DESCRIPTION OF THE TASK: Count how many lines in the records below contain the string "steel", treating uppercase and lowercase as different, and reply with the number alone.

DATA IN THIS EXERCISE:
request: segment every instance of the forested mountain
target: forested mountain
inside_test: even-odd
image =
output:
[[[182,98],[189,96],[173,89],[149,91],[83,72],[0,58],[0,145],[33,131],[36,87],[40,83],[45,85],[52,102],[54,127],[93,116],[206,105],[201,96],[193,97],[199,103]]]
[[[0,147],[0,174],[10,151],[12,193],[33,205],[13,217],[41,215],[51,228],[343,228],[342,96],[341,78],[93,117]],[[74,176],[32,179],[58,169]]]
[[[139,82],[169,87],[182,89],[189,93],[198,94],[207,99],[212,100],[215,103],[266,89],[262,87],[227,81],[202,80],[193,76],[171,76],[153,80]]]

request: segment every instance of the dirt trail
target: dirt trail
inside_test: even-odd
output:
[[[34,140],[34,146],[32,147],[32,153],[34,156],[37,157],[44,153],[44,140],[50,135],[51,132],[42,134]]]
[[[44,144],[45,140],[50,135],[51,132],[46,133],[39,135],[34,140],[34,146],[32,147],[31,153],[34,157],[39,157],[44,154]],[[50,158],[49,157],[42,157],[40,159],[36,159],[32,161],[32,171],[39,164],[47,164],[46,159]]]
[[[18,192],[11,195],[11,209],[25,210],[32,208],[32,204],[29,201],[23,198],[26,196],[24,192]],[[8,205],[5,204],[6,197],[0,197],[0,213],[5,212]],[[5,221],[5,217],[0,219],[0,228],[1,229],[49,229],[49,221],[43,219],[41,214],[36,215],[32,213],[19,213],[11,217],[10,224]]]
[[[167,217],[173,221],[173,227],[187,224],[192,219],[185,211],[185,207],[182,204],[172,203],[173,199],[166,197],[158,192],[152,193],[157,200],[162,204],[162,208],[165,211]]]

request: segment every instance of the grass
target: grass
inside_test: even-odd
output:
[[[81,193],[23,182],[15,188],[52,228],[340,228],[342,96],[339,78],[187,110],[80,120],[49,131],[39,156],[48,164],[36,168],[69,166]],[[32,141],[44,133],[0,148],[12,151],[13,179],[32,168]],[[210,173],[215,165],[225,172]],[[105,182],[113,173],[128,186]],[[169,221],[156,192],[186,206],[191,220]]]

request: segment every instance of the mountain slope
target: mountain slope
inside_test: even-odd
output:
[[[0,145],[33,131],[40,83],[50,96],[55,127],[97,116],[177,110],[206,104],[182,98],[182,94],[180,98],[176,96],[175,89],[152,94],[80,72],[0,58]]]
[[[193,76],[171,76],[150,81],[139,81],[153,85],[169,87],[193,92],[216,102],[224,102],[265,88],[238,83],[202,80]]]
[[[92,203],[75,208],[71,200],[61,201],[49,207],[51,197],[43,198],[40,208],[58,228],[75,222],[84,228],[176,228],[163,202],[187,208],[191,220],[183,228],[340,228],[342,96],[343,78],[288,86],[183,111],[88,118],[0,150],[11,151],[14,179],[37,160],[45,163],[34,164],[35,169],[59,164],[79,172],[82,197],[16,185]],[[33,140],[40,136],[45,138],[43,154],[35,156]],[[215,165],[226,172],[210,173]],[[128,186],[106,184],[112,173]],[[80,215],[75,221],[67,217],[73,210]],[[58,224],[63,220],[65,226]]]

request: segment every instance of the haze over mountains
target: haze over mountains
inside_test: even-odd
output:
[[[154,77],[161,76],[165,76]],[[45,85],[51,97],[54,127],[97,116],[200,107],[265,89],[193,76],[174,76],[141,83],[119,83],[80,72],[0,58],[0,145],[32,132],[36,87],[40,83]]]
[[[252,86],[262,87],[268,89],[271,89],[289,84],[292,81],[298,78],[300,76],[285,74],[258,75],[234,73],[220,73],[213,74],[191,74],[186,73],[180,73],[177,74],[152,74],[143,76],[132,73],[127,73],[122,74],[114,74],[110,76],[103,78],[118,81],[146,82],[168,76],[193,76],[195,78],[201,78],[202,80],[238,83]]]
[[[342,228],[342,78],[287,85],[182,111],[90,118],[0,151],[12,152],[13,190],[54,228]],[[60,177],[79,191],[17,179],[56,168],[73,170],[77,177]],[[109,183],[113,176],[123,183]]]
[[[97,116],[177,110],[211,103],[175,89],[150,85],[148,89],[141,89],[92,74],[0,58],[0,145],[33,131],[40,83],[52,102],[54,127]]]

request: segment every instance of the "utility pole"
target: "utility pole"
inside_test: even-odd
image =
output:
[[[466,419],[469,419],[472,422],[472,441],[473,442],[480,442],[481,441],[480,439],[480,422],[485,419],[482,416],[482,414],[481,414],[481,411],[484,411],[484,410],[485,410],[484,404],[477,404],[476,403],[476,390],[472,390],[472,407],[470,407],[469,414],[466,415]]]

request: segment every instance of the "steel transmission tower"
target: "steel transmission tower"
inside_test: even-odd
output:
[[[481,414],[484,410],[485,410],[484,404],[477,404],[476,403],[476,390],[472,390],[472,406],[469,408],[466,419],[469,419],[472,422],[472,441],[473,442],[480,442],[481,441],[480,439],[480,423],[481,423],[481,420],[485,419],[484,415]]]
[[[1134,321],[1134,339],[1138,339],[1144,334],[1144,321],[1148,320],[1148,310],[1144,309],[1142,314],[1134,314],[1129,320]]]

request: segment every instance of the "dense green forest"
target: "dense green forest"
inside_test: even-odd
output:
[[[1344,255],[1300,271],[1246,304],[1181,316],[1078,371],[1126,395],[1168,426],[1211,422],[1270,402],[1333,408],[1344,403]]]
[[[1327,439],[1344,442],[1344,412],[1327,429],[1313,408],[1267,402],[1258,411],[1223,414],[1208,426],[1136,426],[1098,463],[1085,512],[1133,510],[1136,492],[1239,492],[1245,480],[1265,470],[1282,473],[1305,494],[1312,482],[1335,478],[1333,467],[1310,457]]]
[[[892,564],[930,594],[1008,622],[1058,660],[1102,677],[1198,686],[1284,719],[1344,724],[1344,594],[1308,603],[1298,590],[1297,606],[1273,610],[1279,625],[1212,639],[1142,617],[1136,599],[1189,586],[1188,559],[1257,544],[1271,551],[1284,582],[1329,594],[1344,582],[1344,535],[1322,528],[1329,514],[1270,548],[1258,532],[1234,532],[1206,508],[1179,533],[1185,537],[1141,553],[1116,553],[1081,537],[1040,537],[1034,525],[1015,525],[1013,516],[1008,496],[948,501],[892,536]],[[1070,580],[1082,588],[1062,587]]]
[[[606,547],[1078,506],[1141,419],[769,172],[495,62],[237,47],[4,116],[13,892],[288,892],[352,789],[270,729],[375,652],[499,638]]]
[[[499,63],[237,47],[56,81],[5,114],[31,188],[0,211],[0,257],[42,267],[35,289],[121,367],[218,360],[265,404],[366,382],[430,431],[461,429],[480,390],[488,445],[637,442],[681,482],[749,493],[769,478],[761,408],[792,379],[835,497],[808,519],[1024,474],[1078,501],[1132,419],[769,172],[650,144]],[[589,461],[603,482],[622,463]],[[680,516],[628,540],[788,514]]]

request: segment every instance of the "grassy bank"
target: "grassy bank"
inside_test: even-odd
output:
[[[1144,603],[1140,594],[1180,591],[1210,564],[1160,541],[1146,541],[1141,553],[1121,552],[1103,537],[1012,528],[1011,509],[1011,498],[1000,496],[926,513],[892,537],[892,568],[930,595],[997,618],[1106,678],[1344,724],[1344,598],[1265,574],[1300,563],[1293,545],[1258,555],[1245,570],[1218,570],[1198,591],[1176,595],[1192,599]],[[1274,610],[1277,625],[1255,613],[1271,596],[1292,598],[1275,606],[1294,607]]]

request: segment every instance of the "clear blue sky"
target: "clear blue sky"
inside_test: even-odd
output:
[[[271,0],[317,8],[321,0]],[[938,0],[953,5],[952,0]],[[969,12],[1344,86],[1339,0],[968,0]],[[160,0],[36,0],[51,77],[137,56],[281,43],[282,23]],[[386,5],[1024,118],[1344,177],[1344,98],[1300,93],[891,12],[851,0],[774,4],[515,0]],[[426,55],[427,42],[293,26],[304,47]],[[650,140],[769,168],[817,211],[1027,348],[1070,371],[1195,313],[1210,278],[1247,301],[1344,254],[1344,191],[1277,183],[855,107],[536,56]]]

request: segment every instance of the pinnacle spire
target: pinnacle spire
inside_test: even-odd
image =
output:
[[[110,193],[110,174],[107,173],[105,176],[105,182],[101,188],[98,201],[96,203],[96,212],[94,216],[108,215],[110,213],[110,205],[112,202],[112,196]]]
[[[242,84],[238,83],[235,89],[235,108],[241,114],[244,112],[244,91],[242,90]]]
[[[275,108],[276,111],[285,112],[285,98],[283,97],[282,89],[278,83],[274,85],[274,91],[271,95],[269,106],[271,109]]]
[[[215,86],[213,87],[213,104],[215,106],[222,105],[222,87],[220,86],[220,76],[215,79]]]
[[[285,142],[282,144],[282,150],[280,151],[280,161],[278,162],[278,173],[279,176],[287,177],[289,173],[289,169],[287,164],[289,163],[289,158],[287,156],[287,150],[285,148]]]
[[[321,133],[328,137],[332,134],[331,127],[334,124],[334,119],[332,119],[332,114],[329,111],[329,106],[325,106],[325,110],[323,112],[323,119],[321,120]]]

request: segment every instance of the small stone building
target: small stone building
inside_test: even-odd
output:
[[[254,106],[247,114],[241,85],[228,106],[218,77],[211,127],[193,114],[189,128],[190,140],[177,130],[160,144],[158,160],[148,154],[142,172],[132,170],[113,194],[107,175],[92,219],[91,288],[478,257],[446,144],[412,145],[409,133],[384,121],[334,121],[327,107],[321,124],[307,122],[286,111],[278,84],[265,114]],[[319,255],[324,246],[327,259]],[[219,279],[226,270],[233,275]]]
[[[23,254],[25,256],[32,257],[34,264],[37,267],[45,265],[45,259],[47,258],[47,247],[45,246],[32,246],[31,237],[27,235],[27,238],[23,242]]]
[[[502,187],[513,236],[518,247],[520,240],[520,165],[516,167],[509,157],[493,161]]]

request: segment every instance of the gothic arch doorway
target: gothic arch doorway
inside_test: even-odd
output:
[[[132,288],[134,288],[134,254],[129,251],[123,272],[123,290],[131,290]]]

ANSWER BELOW: 2